## Your assignment
Please print each record below exactly as it is written.

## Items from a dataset
● ● ●
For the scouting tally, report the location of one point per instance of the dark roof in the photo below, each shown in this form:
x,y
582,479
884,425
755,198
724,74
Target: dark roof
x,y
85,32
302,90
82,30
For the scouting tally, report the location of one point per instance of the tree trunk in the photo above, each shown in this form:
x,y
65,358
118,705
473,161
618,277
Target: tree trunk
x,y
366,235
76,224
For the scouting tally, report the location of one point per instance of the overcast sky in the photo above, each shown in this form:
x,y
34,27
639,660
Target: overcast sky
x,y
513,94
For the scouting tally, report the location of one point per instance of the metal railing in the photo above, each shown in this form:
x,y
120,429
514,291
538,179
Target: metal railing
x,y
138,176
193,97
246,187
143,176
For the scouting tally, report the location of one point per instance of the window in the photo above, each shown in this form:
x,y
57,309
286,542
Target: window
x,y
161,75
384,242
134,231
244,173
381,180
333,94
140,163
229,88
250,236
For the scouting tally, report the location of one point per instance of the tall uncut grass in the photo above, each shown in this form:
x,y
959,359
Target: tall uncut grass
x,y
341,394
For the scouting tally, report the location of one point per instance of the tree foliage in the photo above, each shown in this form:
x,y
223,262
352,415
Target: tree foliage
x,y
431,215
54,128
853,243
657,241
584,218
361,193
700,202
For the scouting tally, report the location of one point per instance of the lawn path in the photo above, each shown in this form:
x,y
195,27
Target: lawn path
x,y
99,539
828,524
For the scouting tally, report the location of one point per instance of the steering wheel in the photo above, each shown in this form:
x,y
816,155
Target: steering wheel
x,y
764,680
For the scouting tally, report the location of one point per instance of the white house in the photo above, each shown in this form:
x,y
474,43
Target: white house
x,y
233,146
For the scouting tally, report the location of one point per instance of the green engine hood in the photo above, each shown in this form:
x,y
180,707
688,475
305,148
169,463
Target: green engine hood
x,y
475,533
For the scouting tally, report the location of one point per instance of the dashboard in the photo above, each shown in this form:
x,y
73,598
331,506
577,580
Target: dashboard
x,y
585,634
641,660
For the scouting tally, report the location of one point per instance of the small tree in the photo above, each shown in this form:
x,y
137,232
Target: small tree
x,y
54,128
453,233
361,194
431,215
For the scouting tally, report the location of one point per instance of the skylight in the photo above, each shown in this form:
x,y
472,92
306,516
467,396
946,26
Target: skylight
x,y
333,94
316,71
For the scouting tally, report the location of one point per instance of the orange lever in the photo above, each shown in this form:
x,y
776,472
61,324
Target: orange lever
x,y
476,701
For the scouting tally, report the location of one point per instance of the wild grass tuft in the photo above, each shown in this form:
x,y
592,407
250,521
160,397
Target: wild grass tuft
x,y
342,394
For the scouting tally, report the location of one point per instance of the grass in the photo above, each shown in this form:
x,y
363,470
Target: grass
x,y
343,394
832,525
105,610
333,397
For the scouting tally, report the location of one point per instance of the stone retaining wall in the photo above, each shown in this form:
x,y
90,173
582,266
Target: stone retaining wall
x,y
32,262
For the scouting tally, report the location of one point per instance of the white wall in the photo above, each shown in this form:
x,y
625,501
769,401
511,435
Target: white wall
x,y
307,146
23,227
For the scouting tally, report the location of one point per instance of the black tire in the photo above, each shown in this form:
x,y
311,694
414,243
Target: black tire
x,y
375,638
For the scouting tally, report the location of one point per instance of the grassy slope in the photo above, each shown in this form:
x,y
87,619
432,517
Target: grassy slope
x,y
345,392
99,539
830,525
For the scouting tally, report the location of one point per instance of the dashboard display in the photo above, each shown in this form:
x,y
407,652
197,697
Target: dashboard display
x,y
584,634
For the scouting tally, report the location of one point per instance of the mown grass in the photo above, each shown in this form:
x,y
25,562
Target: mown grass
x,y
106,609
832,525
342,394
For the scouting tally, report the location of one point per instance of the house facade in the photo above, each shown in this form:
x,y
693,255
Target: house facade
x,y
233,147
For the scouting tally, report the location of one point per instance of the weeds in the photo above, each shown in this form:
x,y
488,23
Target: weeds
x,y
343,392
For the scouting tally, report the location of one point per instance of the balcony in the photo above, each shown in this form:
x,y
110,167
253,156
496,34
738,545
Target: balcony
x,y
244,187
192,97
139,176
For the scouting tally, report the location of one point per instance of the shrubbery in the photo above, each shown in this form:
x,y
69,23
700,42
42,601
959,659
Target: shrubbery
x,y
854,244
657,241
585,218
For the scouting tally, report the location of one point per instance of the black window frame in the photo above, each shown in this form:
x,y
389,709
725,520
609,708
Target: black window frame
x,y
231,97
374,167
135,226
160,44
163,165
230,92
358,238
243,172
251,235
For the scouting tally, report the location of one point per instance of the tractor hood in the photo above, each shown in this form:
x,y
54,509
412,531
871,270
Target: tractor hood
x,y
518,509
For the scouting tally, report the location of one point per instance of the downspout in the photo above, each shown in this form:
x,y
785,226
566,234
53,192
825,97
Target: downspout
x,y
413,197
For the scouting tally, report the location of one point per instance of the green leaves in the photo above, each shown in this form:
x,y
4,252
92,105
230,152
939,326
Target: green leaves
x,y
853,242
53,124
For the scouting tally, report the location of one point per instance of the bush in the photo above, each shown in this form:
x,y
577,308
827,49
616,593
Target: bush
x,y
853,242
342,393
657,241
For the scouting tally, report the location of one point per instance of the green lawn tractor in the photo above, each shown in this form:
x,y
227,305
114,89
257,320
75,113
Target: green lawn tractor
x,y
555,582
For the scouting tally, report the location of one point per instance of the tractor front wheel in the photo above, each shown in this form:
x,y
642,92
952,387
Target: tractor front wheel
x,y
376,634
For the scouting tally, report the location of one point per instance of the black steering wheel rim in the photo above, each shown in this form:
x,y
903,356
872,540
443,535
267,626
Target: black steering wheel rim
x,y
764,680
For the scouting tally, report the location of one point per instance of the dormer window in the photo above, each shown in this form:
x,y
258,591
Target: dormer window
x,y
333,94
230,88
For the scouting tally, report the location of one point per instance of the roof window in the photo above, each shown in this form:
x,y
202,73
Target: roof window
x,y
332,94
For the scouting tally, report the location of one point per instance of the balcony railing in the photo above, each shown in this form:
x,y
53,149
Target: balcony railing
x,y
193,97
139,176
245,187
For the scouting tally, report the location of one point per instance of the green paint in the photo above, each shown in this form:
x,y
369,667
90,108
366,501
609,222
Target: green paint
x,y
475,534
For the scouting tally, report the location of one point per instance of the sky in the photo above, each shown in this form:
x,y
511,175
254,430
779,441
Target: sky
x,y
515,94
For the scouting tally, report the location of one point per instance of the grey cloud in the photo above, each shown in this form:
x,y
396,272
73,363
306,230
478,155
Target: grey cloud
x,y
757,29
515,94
● ● ●
## Task result
For the scouting tally, report the location of one point per instance of the dark roof in the photo below, each shown in this form:
x,y
582,479
884,425
755,198
724,74
Target: dark roof
x,y
85,32
302,90
82,30
For the scouting tally, report the location of one point per instance of the tree trunk in the photo above, each shown in this form:
x,y
65,358
118,705
473,161
618,277
Target: tree trunk
x,y
366,235
76,224
For the scouting tally, report the location of one point per instance of the overcast sky in the photo above, each shown in this form:
x,y
34,27
639,660
Target: overcast sky
x,y
513,94
For the scouting tally, report the location of one point per instance of the metal railing in the photo above, each shown in this form:
x,y
120,429
514,291
538,179
Target: metal railing
x,y
138,176
193,97
246,187
143,176
For the scouting tally, report the location of one point per instance of the window in the photo above, each shown in this form:
x,y
57,309
286,542
Target: window
x,y
161,75
384,242
134,231
244,173
381,180
333,94
140,163
229,88
250,236
For the scouting tally, report the location of one point per instance of the tall uncut grass in the photo above, each shown in this form:
x,y
959,359
Target: tall uncut grass
x,y
341,394
For the scouting tally, report the location of one point per instance of the tree foliage in the photo above, each shown in this form:
x,y
223,262
352,415
Target: tree foliage
x,y
431,215
54,128
853,243
657,241
584,218
361,193
700,202
For the scouting tally, report the location of one point per instance of the lawn path in the photo above, each shown in this form:
x,y
195,27
Target: lawn path
x,y
99,539
828,524
For the scouting tally, report the location of one point per instance of the steering wheel in the photo above, each shown in this form:
x,y
816,155
Target: steering wheel
x,y
764,680
For the scouting tally, report the location of one point per instance of the white house in the photo above, each shown in this form:
x,y
474,43
Target: white house
x,y
233,146
For the scouting tally, report the location of one point per instance of the green engine hood in the photo above, each shown in this form:
x,y
180,707
688,475
305,148
169,463
Target: green engine hood
x,y
475,533
For the scouting tally, report the location of one point per instance of the dashboard in the photo above, each shown in this form:
x,y
73,598
331,506
577,580
Target: dashboard
x,y
585,634
641,660
For the scouting tally, report the location of one point per instance of the small tree in the photo above, each shown in this form:
x,y
137,232
Target: small tree
x,y
54,128
453,233
361,194
431,215
For the scouting tally, report the location of one point per instance of the skylight in the photo above, each shown in this form:
x,y
472,92
306,516
467,396
946,26
Target: skylight
x,y
333,94
316,71
For the scouting tally, report the location of one point per instance of the orange lever in the photo above, each shown in this form:
x,y
776,472
61,324
Target: orange lever
x,y
476,701
For the scouting tally, report the location of one point per instance of the wild grass tuft in the photo above, each shown in this form:
x,y
592,407
250,521
160,397
Target: wild grass tuft
x,y
342,394
For the scouting tally, report the location of one point per instance of the grass in the photo above, each shown in this form:
x,y
363,470
Target: grass
x,y
343,394
832,525
105,610
333,397
For the scouting tally, report the location of one point per instance of the stone retaining wall in the photo above, each shown in this form:
x,y
90,173
582,266
Target: stone retaining wall
x,y
32,262
For the scouting tally, report the location of one point per instance of the white wall in the photo above, each shown in this form:
x,y
625,501
769,401
511,435
Target: white wall
x,y
307,146
23,227
For the scouting tally, report the location of one point per instance of the black tire in the photo above, each shown in this form:
x,y
311,694
414,243
Target: black tire
x,y
375,638
For the scouting tally, report the location of one point per instance of the grassy slope in the photo above, each shown in this form:
x,y
87,619
432,517
Target: grassy slope
x,y
345,392
99,539
830,525
For the scouting tally, report the location of one point per instance of the dashboard display in the photo above, each shown in this form:
x,y
407,652
197,697
Target: dashboard display
x,y
584,634
For the scouting tally, report the location of one point per instance of the mown grass in the photo above, each shown in this form:
x,y
25,562
Target: mown grass
x,y
106,609
832,525
342,394
For the scouting tally, report the location of one point per instance of the house facade in the photo above, each shown in this form:
x,y
693,255
Target: house facade
x,y
233,147
For the scouting tally, report the location of one point per instance of the weeds in the photo above, each shown in this form:
x,y
488,23
Target: weeds
x,y
343,392
For the scouting tally, report the location of one point per instance of the balcony in the photo above, each shown in this form:
x,y
110,167
253,156
496,34
738,545
Target: balcony
x,y
244,187
192,97
139,176
For the scouting tally, report the location of one point per instance of the shrubbery in the photo above, each shown in this form:
x,y
69,23
700,42
42,601
959,659
Target: shrubbery
x,y
854,244
657,241
585,218
For the scouting tally, report the location of one point per instance of the black window frame in the photo above, each shown in this form:
x,y
389,709
725,520
609,708
Target: black window frame
x,y
231,97
374,167
135,226
160,44
163,165
230,92
358,238
243,172
251,235
For the scouting tally, report the location of one point per instance of the tractor hood in the photo above, each shown in this form:
x,y
54,509
412,531
871,270
Target: tractor hood
x,y
518,509
For the scouting tally, report the location of one point per instance of the downspout in the photo above, each shown in this form:
x,y
785,226
566,234
53,192
825,97
Target: downspout
x,y
413,197
For the scouting tally, report the location of one point per instance of the green leaves in the photo above, each shown in this form:
x,y
4,252
92,105
230,152
939,326
Target: green leaves
x,y
853,242
53,124
For the scouting tally, report the location of one point per instance of the bush in the photo above, each shown in this form:
x,y
577,308
827,49
616,593
Target: bush
x,y
853,242
342,393
657,241
For the scouting tally, report the location of one point per instance of the green lawn tractor in the photo above, each shown in this form:
x,y
227,305
114,89
257,320
75,113
Target: green lawn tractor
x,y
555,582
For the scouting tally, report the location of one point per instance of the tractor front wheel in the photo above, each shown in this form:
x,y
642,92
952,387
Target: tractor front wheel
x,y
376,634
For the scouting tally, report the location of one point per instance of the black steering wheel rim in the photo above, each shown in this form:
x,y
903,356
872,540
443,535
267,626
Target: black steering wheel rim
x,y
764,680
For the scouting tally, report the location of one point per instance of the dormer window in the photo above, each shown in this form:
x,y
258,591
Target: dormer window
x,y
333,94
230,88
For the scouting tally, report the location of one point per instance of the roof window in the photo above, each shown in this form:
x,y
202,73
Target: roof window
x,y
332,94
For the scouting tally, report the location of one point per instance of the balcony railing in the photo above, each shown in this form:
x,y
53,149
Target: balcony railing
x,y
193,97
139,176
245,187
For the scouting tally, report the location of one point per instance of the green paint in the photo above, each shown in this form:
x,y
369,667
90,108
366,501
609,222
Target: green paint
x,y
475,534
For the scouting tally, report the location of one point per instance of the sky in the photo above, each shown in this form:
x,y
511,175
254,430
779,441
Target: sky
x,y
515,94
For the scouting tally, report the location of one point per instance of the grey cloud in the photo above, each shown in this form:
x,y
396,272
73,363
306,230
478,155
Target: grey cloud
x,y
757,29
515,94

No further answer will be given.